_Extracto de página_:

────────

Javier de Navascués reflexiona sobre su libro Aventureros del Nuevo Mundo
Javier de Navascués es catedrático de Literatura Hispanoamericana en la Universidad de Navarra, y ha impartido clases y conferencias en universidades de Europa y América. Es autor de una veintena de libros y más de doscientos de artículos y capítulos de libro sobre la cultura y la literatura de Hispanoamérica.
¿Por qué decidió escribir un libro titulado Aventureros del Nuevo Mundo?
Me pareció que hacía falta un libro que, lejos de polémicas y leyendas, contara con relatos claros y documentados las vidas individuales de una treintena de personajes significativos de un periodo poco conocido para el gran público. Se habla mucho del Descubrimiento y la conquista, pero no se sabe tanto del tiempo real de dominio español en el Nuevo Mundo. Es un periodo histórico de 300 años, un siglo más que el que llevan las repúblicas hispanoamericanas siendo independientes. Se trata de una época fascinante y compleja por la que pasan “aventureros” muy variados, no solo exploradores y militares, sino también virreyes, misioneros, esclavos, campesinos, caciques, monjas, escritores, pícaros, científicos, pintores, etc. Me han interesado los destinos de hombres y mujeres, españoles, negros, indígenas, mestizos, etc. Solo desde esa variedad es posible empezar a comprender una época tan rica.
¿Por qué además de dibujar las pinceladas lumínicas de los héroes no podemos olvidarnos de los tonos tenebrosos de los villanos?
Ningún proceso histórico que se extienda en la historia tanto tiempo puede ser blanco o negro de forma absoluta. Ciertamente el vasto corpus jurídico que se tejió en torno a las Indias estaba encaminado a establecer una sociedad justa, pero ¿quién ha dicho que las regulaciones se cumplen por el hecho de legislarse? El imperio español, como cualquier otra sociedad humana, no era una excepción.
El proyecto de instaurar la cristiandad en América impulsó la conquista y evangelización y ciertamente se logró. ¿Hasta qué punto fue beneficioso el cristianismo para los nativos?
Es una pregunta sustancial. Algunos aspectos de ciertas culturas precolombinas, como el canibalismo o la poligamia, se proscribieron en un plazo más rápido. Pero la evangelización real fue un proceso mucho más largo del que suponemos. Una conquista militar puede erigir espléndidos edificios a partir de las ruinas de los antiguos. Puede transformar con un poco más de tiempo mapas, leyes, instituciones. Pero darle la vuelta al modo de pensar y de sentir la relación de una sociedad humana con el misterio de las cosas, la muerte y el más allá, es tarea de mucho más tiempo. Por eso los misioneros vieron la enorme dificultad de trasladar las exigencias del nuevo credo. No pocos religiosos denunciaron que sus fieles continuaban apegados a las tradiciones anteriores.

────────

_Registros extraídos_:
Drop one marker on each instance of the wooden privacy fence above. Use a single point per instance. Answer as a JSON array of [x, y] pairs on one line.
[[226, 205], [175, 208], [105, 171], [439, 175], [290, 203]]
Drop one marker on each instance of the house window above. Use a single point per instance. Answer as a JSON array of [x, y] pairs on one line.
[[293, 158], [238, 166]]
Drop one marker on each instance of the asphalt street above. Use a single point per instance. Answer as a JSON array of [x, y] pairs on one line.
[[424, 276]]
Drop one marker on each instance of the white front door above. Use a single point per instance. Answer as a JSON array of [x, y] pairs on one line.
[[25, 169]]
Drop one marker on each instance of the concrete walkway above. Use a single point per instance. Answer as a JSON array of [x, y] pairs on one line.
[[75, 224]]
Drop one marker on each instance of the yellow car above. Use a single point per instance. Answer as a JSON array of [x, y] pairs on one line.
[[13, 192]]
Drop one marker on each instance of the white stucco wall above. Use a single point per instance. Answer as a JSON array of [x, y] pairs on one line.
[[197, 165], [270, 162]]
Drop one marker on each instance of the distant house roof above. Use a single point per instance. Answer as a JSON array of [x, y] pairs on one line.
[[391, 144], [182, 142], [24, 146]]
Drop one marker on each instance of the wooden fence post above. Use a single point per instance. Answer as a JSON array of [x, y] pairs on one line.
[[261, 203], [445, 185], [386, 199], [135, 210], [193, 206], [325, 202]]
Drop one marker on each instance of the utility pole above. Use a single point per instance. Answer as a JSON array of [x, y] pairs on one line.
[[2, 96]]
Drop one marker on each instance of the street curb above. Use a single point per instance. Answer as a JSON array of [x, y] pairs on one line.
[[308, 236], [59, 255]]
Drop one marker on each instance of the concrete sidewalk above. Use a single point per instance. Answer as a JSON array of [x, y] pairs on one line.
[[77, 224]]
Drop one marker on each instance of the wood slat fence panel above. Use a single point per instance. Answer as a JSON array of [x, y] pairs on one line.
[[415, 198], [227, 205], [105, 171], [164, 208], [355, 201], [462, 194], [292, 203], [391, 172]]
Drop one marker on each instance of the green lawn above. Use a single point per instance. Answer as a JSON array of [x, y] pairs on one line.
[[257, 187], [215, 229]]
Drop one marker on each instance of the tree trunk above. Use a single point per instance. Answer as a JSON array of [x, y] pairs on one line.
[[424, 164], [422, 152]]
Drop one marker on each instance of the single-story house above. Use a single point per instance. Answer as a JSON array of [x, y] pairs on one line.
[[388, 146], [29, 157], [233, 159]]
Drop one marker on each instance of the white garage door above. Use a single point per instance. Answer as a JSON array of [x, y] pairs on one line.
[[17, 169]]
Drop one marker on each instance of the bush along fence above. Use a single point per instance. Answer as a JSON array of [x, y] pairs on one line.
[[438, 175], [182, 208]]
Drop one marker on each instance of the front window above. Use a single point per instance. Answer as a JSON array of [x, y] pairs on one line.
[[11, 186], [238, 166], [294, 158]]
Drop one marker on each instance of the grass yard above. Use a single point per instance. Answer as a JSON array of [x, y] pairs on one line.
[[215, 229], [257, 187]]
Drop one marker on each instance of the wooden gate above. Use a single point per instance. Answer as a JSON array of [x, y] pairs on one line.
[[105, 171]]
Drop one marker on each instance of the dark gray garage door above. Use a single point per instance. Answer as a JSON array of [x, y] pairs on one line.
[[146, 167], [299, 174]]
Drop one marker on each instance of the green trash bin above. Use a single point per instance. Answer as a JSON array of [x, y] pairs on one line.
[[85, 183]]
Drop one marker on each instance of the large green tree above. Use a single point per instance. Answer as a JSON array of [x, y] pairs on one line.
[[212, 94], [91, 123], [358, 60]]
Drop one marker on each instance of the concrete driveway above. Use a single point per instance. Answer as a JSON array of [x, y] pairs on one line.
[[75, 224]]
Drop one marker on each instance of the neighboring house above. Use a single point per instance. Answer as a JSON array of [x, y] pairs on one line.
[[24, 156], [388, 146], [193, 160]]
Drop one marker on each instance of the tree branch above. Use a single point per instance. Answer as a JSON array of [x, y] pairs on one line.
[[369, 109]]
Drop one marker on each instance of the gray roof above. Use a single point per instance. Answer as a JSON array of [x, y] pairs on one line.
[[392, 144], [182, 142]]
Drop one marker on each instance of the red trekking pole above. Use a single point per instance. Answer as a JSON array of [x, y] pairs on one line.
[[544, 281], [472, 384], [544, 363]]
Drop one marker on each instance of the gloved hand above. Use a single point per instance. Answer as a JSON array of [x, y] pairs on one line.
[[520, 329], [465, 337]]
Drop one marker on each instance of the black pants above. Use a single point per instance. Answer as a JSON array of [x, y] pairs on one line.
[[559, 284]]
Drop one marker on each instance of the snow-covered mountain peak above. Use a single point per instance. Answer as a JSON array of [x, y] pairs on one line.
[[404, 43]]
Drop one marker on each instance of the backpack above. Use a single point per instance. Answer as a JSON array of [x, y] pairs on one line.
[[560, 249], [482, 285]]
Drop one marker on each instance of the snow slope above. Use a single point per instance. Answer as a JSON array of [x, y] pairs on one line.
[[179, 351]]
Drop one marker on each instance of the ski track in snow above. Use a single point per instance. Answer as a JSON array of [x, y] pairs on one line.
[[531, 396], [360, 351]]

────────

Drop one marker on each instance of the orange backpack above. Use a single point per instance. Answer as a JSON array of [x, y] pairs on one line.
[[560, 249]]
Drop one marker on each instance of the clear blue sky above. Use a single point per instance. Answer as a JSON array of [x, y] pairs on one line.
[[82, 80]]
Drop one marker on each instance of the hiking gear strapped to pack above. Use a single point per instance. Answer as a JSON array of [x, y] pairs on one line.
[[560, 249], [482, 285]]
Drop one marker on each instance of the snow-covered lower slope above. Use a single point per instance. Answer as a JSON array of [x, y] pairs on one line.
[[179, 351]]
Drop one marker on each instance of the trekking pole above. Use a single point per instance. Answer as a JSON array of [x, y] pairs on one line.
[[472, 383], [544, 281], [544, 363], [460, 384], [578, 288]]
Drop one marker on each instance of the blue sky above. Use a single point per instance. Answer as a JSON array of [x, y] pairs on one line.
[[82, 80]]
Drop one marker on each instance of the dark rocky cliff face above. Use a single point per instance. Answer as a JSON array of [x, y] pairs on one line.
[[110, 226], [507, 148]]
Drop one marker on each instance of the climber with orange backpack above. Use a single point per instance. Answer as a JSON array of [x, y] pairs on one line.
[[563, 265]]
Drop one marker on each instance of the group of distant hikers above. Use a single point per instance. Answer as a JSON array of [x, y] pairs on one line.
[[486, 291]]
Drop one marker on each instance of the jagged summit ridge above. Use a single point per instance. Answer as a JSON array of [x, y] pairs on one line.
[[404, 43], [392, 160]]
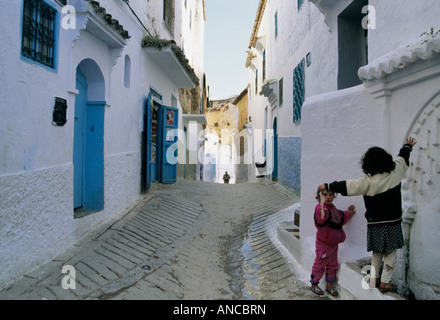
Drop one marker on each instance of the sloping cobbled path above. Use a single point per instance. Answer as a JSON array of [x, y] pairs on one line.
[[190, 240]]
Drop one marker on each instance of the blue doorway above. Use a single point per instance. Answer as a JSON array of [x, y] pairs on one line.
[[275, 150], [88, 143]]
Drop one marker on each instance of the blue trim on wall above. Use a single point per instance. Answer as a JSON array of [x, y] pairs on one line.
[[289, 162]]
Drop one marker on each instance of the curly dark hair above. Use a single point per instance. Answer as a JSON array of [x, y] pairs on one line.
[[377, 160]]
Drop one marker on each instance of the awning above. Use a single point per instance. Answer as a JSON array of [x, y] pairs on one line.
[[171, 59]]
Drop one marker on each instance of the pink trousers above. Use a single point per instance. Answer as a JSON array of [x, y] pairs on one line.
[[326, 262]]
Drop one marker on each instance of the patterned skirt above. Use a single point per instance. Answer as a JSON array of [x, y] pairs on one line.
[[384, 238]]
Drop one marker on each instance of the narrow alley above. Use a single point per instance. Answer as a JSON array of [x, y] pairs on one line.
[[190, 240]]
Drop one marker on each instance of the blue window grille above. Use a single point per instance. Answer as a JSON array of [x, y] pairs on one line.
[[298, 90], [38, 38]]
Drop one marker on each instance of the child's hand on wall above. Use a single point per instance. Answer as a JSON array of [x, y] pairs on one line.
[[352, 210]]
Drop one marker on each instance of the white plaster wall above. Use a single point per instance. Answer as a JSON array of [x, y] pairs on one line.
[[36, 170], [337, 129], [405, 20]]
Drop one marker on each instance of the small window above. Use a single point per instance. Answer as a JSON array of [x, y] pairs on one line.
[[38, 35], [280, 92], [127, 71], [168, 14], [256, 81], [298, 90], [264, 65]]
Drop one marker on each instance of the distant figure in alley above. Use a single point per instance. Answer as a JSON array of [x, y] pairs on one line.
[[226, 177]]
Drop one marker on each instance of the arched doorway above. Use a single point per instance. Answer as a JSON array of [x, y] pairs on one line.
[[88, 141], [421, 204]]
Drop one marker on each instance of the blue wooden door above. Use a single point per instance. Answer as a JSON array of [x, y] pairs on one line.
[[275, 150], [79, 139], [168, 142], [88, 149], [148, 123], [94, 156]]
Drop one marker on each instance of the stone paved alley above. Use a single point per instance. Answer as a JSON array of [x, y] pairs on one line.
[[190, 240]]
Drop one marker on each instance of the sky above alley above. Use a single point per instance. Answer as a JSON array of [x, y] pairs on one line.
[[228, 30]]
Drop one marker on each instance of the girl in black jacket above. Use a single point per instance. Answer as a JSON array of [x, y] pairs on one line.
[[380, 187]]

────────

_Tus tareas_:
[1] Transcribe literalmente el pasaje de la entrevista sobre Aventureros del Nuevo Mundo: empieza en las palabras que contienen "Es una pregunta" y termina después de "las tradiciones anteriores.".
[2] En la entrevista sobre Aventureros del Nuevo Mundo, ¿cuántos años duró el periodo de dominio español en el Nuevo Mundo?

_Tareas resueltas_:
[1]
Es una pregunta sustancial. Algunos aspectos de ciertas culturas precolombinas, como el canibalismo o la poligamia, se proscribieron en un plazo más rápido. Pero la evangelización real fue un proceso mucho más largo del que suponemos. Una conquista militar puede erigir espléndidos edificios a partir de las ruinas de los antiguos. Puede transformar con un poco más de tiempo mapas, leyes, instituciones. Pero darle la vuelta al modo de pensar y de sentir la relación de una sociedad humana con el misterio de las cosas, la muerte y el más allá, es tarea de mucho más tiempo. Por eso los misioneros vieron la enorme dificultad de trasladar las exigencias del nuevo credo. No pocos religiosos denunciaron que sus fieles continuaban apegados a las tradiciones anteriores.

[2] 300 años.